_Records drawn from a dataset_:
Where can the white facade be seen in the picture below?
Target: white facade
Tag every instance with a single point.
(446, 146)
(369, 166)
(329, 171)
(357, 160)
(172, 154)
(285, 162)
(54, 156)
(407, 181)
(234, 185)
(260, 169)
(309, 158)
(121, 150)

_Problem details_: Make a list of all lines in the data that contain "white".

_Task result_:
Where can the white facade be seen in the picture below?
Target: white facade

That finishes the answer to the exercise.